● Testo del documento

+ + + + + + +

I bambini inuit giocano da soli in queste giornate estive, calde e senza notti.

Tra gli Inuit il tipo di rapporto che si instaura tra adulti e bambini è piuttosto differente rispetto a quello che caratterizza il mondo occidentale.

I bambini sono molto amati e coccolati, ma raramente restano attaccati alle gonnelle della mamma: godono anzi di una notevole indipendenza fin dalla più tenera età.

Possono molto frequentemente decidere in modo autonomo come agire e come occupare il proprio tempo e dispongono anche di una certa libertà nel trascorrere le giornate o la notte presso parenti o amici.

Questo tipo di modello educativo, che nella nostra società verrebbe sicuramente associato a disinteresse o mancanza di cure da parte dei genitori, trova invece una spiegazione nel fatto che gli Inuit riconoscono dignità e autonomia al bambino anche quando è ancora piuttosto piccolo. Ritengono che rispettare le scelte di un bambino significa attribuirgli dignità e insegnargli a prendere decisioni fin dall’inizio, in modo che sviluppi una propria esperienza del mondo basata sul rispetto reciproco e non sui rapporti di forza.

+ + + + + + +

● Compito da svolgere
Indica se ciascuna delle seguenti affermazioni concorda con il testo sui bambini inuit, rispondendo sì o no e citando testualmente le parole decisive: (a) I bambini inuit restano spesso attaccati alle gonnelle della mamma. (b) I bambini inuit possono trascorrere la notte presso parenti o amici. (c) Gli Inuit riconoscono dignità e autonomia al bambino anche quando è ancora piccolo.

● Dati mostrati

+ + + + + + +

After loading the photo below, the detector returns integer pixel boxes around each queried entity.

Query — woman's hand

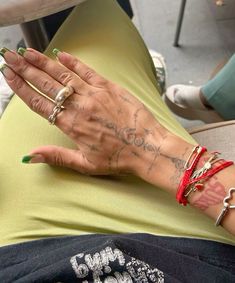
[2,49,173,179]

+ + + + + + +

● Risultato dell'esercizio
(a) No: «raramente restano attaccati alle gonnelle della mamma».
(b) Sì: «dispongono anche di una certa libertà nel trascorrere le giornate o la notte presso parenti o amici».
(c) Sì: «gli Inuit riconoscono dignità e autonomia al bambino anche quando è ancora piuttosto piccolo».